◆ TASK DIRECTIONS
Find the lines in these entries that include the word "each" and state how many there are, with no other words.

Items from a dataset
------------------------------------------------------------------------

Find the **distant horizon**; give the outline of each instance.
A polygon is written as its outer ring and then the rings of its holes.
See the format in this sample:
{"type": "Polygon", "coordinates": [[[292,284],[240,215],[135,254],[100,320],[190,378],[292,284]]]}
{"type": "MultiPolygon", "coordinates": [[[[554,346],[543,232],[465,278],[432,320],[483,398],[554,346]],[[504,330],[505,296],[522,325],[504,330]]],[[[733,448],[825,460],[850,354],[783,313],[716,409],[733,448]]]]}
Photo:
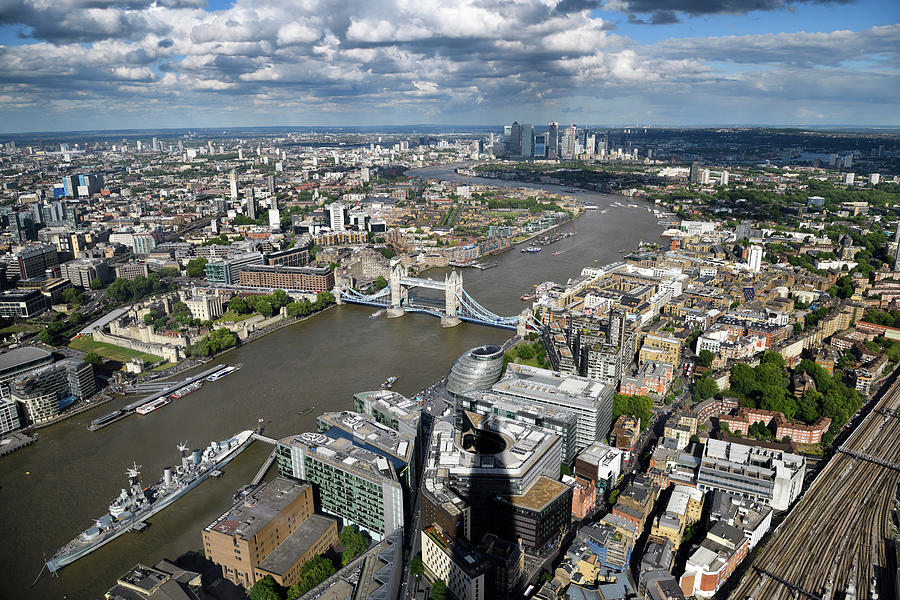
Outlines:
{"type": "MultiPolygon", "coordinates": [[[[528,120],[516,120],[520,123],[528,123],[530,125],[534,125],[535,127],[545,127],[549,125],[549,122],[534,122],[528,120]]],[[[451,133],[449,130],[461,130],[461,133],[464,133],[467,129],[500,129],[502,130],[504,125],[511,125],[513,121],[509,123],[502,124],[453,124],[453,123],[412,123],[408,125],[398,125],[398,124],[380,124],[380,125],[211,125],[211,126],[203,126],[203,127],[122,127],[122,128],[108,128],[108,129],[61,129],[61,130],[38,130],[38,131],[3,131],[0,132],[0,136],[54,136],[54,135],[112,135],[112,134],[142,134],[142,133],[164,133],[164,132],[189,132],[189,131],[219,131],[222,133],[228,133],[229,131],[247,131],[247,130],[284,130],[285,132],[290,132],[292,130],[309,130],[313,131],[341,131],[346,130],[347,133],[354,132],[365,132],[365,133],[382,133],[388,132],[390,130],[399,130],[399,129],[440,129],[447,128],[448,133],[451,133]]],[[[571,123],[557,121],[560,127],[568,126],[571,123]]],[[[797,124],[797,125],[787,125],[787,124],[723,124],[723,123],[712,123],[708,125],[645,125],[645,124],[615,124],[615,125],[607,125],[607,124],[578,124],[575,123],[576,127],[579,129],[656,129],[656,130],[706,130],[706,129],[778,129],[778,130],[787,130],[787,131],[804,131],[810,130],[818,133],[864,133],[864,132],[883,132],[883,133],[898,133],[900,134],[900,125],[859,125],[859,124],[797,124]]],[[[417,133],[415,131],[410,131],[409,133],[417,133]]],[[[422,133],[426,133],[423,131],[422,133]]],[[[429,131],[427,133],[435,133],[433,131],[429,131]]],[[[439,133],[438,133],[439,134],[439,133]]],[[[0,140],[2,141],[2,140],[0,140]]]]}

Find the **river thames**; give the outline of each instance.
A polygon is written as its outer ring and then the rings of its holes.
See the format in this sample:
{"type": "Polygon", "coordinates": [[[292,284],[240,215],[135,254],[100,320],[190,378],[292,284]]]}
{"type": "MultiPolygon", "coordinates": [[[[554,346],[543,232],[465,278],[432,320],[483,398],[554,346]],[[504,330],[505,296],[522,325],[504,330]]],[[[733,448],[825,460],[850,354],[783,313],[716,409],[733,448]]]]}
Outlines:
{"type": "MultiPolygon", "coordinates": [[[[413,173],[562,193],[559,186],[458,176],[448,167],[413,173]]],[[[514,250],[490,257],[499,263],[491,269],[465,269],[466,291],[493,312],[514,315],[527,306],[520,296],[533,285],[547,280],[565,284],[583,267],[618,260],[620,249],[635,249],[642,239],[656,241],[662,231],[646,204],[609,207],[630,200],[593,192],[579,192],[578,197],[601,210],[587,211],[574,225],[559,228],[577,227],[577,235],[540,253],[514,250]]],[[[423,276],[443,278],[444,273],[431,270],[423,276]]],[[[204,447],[252,429],[260,418],[270,437],[314,430],[322,412],[352,409],[355,392],[377,389],[396,375],[394,389],[414,395],[444,377],[465,350],[502,342],[512,333],[468,323],[442,329],[437,318],[421,314],[370,319],[374,311],[354,305],[329,309],[223,355],[218,363],[240,363],[241,370],[149,415],[132,415],[97,432],[87,431],[91,419],[126,404],[115,401],[43,429],[36,444],[0,458],[5,542],[0,562],[6,565],[0,597],[96,600],[138,562],[152,565],[199,551],[202,528],[231,506],[232,494],[250,481],[272,448],[254,442],[227,466],[224,476],[207,480],[150,519],[144,533],[123,535],[64,568],[59,578],[45,571],[32,587],[44,556],[106,511],[126,485],[125,468],[132,462],[141,465],[144,484],[152,485],[165,466],[178,461],[180,442],[204,447]],[[313,410],[301,415],[306,408],[313,410]]]]}

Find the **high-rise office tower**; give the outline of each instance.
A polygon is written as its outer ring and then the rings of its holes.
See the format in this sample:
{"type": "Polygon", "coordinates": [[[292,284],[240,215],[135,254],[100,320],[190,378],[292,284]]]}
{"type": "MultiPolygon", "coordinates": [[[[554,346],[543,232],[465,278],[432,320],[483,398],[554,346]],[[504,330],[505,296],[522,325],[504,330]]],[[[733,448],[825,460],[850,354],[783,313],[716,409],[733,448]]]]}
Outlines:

------------------------------------------------------------------------

◆ RESULT FOR THIS TASK
3